*** Stored data Section Begins ***

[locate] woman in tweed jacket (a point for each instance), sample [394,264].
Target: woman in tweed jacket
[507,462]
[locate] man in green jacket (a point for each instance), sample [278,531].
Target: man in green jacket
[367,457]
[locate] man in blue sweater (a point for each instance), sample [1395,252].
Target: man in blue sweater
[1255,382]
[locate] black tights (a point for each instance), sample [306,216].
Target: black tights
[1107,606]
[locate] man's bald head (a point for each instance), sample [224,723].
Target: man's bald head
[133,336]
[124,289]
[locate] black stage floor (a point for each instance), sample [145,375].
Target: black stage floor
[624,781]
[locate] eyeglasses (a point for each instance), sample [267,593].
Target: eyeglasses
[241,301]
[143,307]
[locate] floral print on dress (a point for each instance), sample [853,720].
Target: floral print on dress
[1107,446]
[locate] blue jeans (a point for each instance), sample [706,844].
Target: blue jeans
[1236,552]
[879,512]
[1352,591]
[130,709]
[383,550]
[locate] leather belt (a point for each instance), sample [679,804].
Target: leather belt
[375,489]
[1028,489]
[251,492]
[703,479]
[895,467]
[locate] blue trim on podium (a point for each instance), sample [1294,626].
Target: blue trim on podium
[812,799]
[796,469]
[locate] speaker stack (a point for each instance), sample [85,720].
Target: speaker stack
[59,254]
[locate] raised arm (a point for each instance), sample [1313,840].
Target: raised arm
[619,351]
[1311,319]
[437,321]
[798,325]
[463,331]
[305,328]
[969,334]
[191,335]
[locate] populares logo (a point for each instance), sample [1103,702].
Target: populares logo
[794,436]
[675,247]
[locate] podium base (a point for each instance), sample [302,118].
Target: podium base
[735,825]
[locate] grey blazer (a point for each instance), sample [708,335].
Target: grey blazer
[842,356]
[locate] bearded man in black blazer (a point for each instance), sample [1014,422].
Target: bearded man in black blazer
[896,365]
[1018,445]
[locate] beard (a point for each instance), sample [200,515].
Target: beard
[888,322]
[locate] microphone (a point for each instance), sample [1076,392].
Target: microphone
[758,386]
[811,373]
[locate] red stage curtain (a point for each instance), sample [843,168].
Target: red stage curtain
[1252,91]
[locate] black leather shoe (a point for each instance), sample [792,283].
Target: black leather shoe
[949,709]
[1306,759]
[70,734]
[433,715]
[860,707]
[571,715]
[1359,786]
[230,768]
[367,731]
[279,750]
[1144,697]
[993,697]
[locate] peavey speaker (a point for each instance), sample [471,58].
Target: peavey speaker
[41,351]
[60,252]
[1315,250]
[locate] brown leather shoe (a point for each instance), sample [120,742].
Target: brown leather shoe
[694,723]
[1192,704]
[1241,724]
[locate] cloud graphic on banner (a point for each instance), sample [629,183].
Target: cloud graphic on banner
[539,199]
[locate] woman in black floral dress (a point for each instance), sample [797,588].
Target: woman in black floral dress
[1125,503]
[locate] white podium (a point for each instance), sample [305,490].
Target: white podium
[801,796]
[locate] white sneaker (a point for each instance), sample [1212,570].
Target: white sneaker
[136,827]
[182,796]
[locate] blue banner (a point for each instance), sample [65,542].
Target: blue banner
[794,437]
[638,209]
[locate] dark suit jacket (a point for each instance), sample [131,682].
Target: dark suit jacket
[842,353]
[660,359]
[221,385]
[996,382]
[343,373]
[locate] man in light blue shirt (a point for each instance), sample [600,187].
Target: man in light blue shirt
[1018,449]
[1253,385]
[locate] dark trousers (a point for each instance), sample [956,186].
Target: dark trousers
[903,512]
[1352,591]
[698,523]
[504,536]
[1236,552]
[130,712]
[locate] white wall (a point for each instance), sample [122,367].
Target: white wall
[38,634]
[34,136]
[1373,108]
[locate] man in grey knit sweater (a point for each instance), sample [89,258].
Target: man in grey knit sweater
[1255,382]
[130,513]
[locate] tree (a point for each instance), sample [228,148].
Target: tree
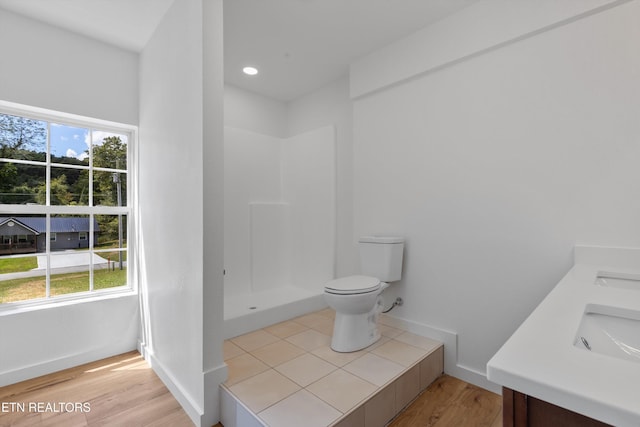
[21,133]
[112,153]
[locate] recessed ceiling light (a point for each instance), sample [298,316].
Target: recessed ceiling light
[250,71]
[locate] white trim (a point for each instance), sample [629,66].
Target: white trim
[51,366]
[193,410]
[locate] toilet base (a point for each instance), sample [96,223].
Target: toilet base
[353,332]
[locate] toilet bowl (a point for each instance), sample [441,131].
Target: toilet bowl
[357,300]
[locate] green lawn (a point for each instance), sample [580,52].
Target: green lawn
[35,287]
[15,265]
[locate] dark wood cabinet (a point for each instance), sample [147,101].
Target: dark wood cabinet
[521,410]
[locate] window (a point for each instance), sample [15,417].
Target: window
[64,202]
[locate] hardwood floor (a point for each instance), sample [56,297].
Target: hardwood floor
[452,402]
[124,391]
[118,391]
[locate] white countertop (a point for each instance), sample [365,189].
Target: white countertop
[540,358]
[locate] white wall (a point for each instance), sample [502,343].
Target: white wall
[215,370]
[309,185]
[182,341]
[252,175]
[45,67]
[48,67]
[254,112]
[279,210]
[495,165]
[331,106]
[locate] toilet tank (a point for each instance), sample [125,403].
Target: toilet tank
[381,257]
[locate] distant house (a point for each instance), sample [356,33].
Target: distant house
[24,234]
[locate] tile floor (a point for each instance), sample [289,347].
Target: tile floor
[287,372]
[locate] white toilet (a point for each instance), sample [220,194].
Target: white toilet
[357,300]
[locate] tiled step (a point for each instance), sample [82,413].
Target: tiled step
[287,375]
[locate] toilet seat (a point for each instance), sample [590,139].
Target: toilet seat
[353,285]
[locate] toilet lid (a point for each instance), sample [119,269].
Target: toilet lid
[352,285]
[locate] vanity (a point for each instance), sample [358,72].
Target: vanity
[575,361]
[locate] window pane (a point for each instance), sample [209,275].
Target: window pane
[112,232]
[30,287]
[22,138]
[22,184]
[69,186]
[65,236]
[109,150]
[109,188]
[110,275]
[67,279]
[22,268]
[69,144]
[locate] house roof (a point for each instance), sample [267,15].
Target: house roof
[58,224]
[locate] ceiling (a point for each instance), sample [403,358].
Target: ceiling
[298,45]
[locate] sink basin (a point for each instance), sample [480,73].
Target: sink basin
[618,280]
[611,331]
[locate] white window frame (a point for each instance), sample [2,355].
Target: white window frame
[129,211]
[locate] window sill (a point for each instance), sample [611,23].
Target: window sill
[8,309]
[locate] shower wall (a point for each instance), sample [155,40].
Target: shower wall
[279,211]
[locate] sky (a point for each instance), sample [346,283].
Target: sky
[74,142]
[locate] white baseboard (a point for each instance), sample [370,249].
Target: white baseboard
[71,361]
[212,380]
[193,410]
[450,341]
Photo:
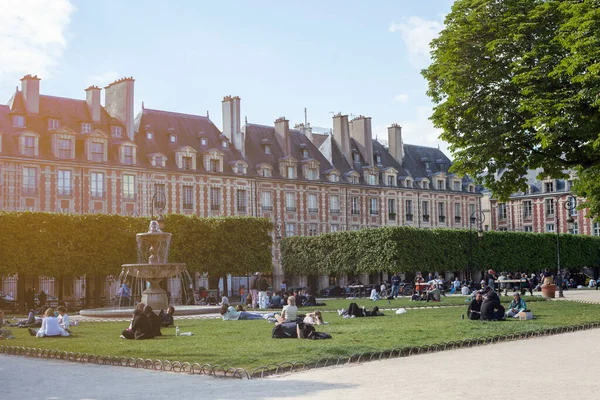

*** Stored data Section Ends ***

Prompt: Exactly as given, transcribe every line of the data, but not its images.

Task result:
[locate] woman in tweed jacket (a point for each instance), sample [394,264].
Target: woman in tweed jacket
[507,462]
[locate] man in green jacket (a point for each instance), sample [278,531].
Target: man in green jacket
[367,457]
[locate] man in blue sweater (a point for each instance), sample [1395,252].
Target: man in blue sweater
[1255,382]
[locate] black tights (a point for each instance), sample [306,216].
Target: black tights
[1107,606]
[locate] man's bald head (a point for each instance), sample [224,723].
Target: man's bald head
[133,336]
[124,289]
[locate] black stage floor (a point for each instance), sample [145,375].
Target: black stage floor
[624,781]
[locate] eyeglasses (a point for each instance), sample [267,593].
Target: eyeglasses
[241,301]
[143,307]
[locate] floral print on dress (a point for each instance), sample [853,720].
Target: floral print on dress
[1107,446]
[locate] blue jeans (a point for each instance), sample [706,844].
Target: blue jeans
[1236,552]
[879,512]
[1352,591]
[130,709]
[383,550]
[locate] leather belt (a point for each instance), sample [679,804].
Target: leather belt
[375,489]
[1028,489]
[251,492]
[703,479]
[895,467]
[locate] blue trim on podium (a point for each instance), sample [1294,626].
Target: blue trim on podium
[812,799]
[796,469]
[locate] speaker stack (a point for each instance), sample [85,720].
Target: speaker stack
[59,254]
[locate] raised arm (a point for each instance), sample [1313,840].
Target: raised arm
[619,351]
[1311,319]
[437,321]
[798,325]
[463,331]
[305,328]
[969,334]
[191,335]
[locate] populares logo (a point for each instance), sample [1103,702].
Target: populares logo
[794,436]
[675,247]
[locate] podium base (a point for each instance), sample [302,118].
Target: podium base
[735,825]
[locate] grey blazer (a point for each instance), sample [708,335].
Target: grey blazer
[842,356]
[locate] bearded man in black blazer (a point for each instance), sample [1014,422].
Target: bearded man in black blazer
[896,365]
[1018,445]
[locate] beard (a point for each instance), sample [200,515].
Target: beard
[888,322]
[locate] microphone (a point for each instance), sample [1076,392].
Target: microphone
[758,386]
[811,373]
[locate] red stage curtain (a point for each instance), sample [843,168].
Target: red stage curtain
[1252,91]
[locate] black leather shoe (a point for each instance), sample [792,283].
Target: black leather shoe
[949,709]
[1306,759]
[70,734]
[433,715]
[860,707]
[571,715]
[1359,786]
[230,768]
[367,731]
[279,750]
[1144,697]
[993,697]
[locate] peavey speaker (a point for each instance), sample [471,58].
Target: peavey speaker
[41,351]
[60,252]
[1315,250]
[locate] brown leather shoe (a point for each instance), sample [120,742].
Target: brown leather shoe
[694,723]
[1192,704]
[1241,724]
[locate] cloud graphic on banner (a point for each instance), sample [629,183].
Target: cloud graphic on banner
[539,199]
[locate] woman in black floral dress (a point for each instance), sample [797,588].
Target: woman in black floral dress
[1125,503]
[locate] white podium (a point for each instance), sample [305,490].
Target: white podium
[801,796]
[locate] white sneaker (a point for each instance), sample [1212,570].
Target: white sneaker
[136,827]
[182,796]
[locate] blue banner (a point for each instance), sample [65,542].
Target: blue banner
[794,437]
[638,209]
[locate] dark suit jacket (a point for each instance), sample [131,682].
Target: dark suit jacket
[842,353]
[660,359]
[221,385]
[996,382]
[343,373]
[locate] man in light blue shirt (a point for each instance), sample [600,187].
Target: man in light blue shirt
[1018,449]
[1253,385]
[locate] dark trousers (a point for each instance), sample [956,186].
Target: dark trousers
[903,512]
[1352,591]
[698,523]
[504,536]
[1236,552]
[130,712]
[locate] white wall (a point for each instance), sample [122,367].
Target: white wall
[38,634]
[34,136]
[1373,108]
[locate] man in grey knit sweater (a point for each instance), sample [89,258].
Target: man in grey knit sweater
[1255,382]
[130,513]
[locate] tree (a point for each instance), sample [228,148].
Target: tree
[21,133]
[112,153]
[locate] recessed ceiling light (a point for each instance), sample [298,316].
Target: recessed ceiling light
[250,71]
[locate] white trim (a point for each instance), sample [629,66].
Target: white trim
[51,366]
[193,410]
[locate] toilet base (a point for each instance), sample [96,223].
Target: toilet base
[353,332]
[locate] toilet bowl (a point for each instance), sample [441,131].
Target: toilet bowl
[357,300]
[locate] green lawn (a point for each instance), sample [580,52].
Target: green lawn
[35,287]
[15,265]
[locate] dark wood cabinet (a point for each instance), sample [147,101].
Target: dark wood cabinet
[521,410]
[locate] window (a point for each instance), sample [15,417].
Target: window
[64,202]
[locate] hardwood floor (a point for each instance), sample [56,297].
Target: hardwood floor
[452,402]
[124,391]
[118,391]
[locate] white countertop (a point for each instance), sample [365,189].
Target: white countertop
[540,358]
[locate] white wall (a point for each instance), sample [502,343].
Target: white wall
[215,370]
[309,185]
[182,341]
[252,175]
[45,67]
[48,67]
[254,112]
[279,210]
[495,165]
[331,106]
[locate] toilet tank (a point for each instance), sample [125,403].
Target: toilet tank
[381,257]
[locate] distant house (a point for each instance), sample [356,33].
Target: distant house
[24,234]
[locate] tile floor (a point for each instance), sample [289,347].
Target: tile floor
[287,372]
[locate] white toilet (a point for each instance), sample [220,194].
Target: white toilet
[357,300]
[locate] tiled step (a point for each instance), sample [82,413].
Target: tiled step
[287,375]
[locate] toilet seat (a point for each instance), sample [590,139].
Target: toilet seat
[353,285]
[locate] toilet lid (a point for each instance), sample [119,269].
Target: toilet lid
[352,285]
[locate] vanity (a point for each instance), sample [358,72].
Target: vanity
[575,361]
[locate] window pane (a point for each instance), sample [209,275].
Target: window pane
[112,232]
[30,287]
[22,138]
[22,184]
[69,186]
[65,236]
[109,150]
[109,188]
[110,275]
[67,279]
[22,268]
[69,144]
[locate] house roof (a point for each instance), sample [267,15].
Target: house roof
[58,224]
[locate] ceiling (a point for each instance), sample [403,358].
Target: ceiling
[298,45]
[locate] sink basin (a point for each instance), sample [480,73].
Target: sink basin
[618,280]
[611,331]
[locate] white window frame (a point for each instance), sample [2,355].
Target: white window frame
[129,211]
[locate] window sill (a point for each instance), sample [611,23].
Target: window sill
[8,309]
[locate] shower wall (a point for each instance), sample [155,40].
Target: shower wall
[279,211]
[locate] sky (a point for each instance), sample [346,283].
Target: sky
[74,142]
[locate] white baseboard (a point for each instance), sample [370,249].
Target: white baseboard
[71,361]
[212,380]
[193,410]
[450,341]
Photo:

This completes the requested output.